# WHAT IS NEEDED
In your copy, drop the images and return each record exactly as it stands.

Image point grounding data:

···

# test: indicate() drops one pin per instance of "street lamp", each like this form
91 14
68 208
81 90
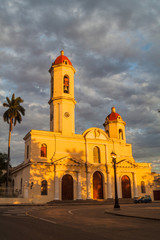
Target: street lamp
116 203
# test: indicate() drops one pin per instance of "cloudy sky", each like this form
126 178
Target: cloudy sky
115 47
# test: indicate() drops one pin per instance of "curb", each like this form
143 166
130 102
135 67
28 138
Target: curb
132 216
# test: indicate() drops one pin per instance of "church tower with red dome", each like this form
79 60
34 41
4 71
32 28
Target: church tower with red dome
115 126
62 102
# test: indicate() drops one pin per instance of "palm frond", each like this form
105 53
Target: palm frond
5 105
13 114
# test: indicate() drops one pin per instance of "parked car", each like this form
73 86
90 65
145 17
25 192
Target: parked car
144 199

···

# EXPECTED OUTPUT
# test: indicate() drops one pin per instance of "street lamp", each like this form
91 14
68 208
81 90
Target: street lamp
116 203
# test: indicate() drops one pin per instance of "cloudy sky", each like this form
126 178
Target: cloudy sky
115 47
# test: indicate() drops one pin per instance of "curb", each like this form
143 166
130 102
135 67
28 138
Target: curb
132 216
# test: indicate() drops one pin per instance of "church tower with red dome", each like this form
79 60
34 41
4 71
32 28
Target: church tower with red dome
115 126
62 102
# test: indicate() drops one pin per instance of "palm frond", each like this form
105 53
Target: palm frond
5 105
13 114
# test: indicate() drops one pin per instance of "parked car", each like this form
73 86
90 65
145 17
25 192
Target: parked car
144 199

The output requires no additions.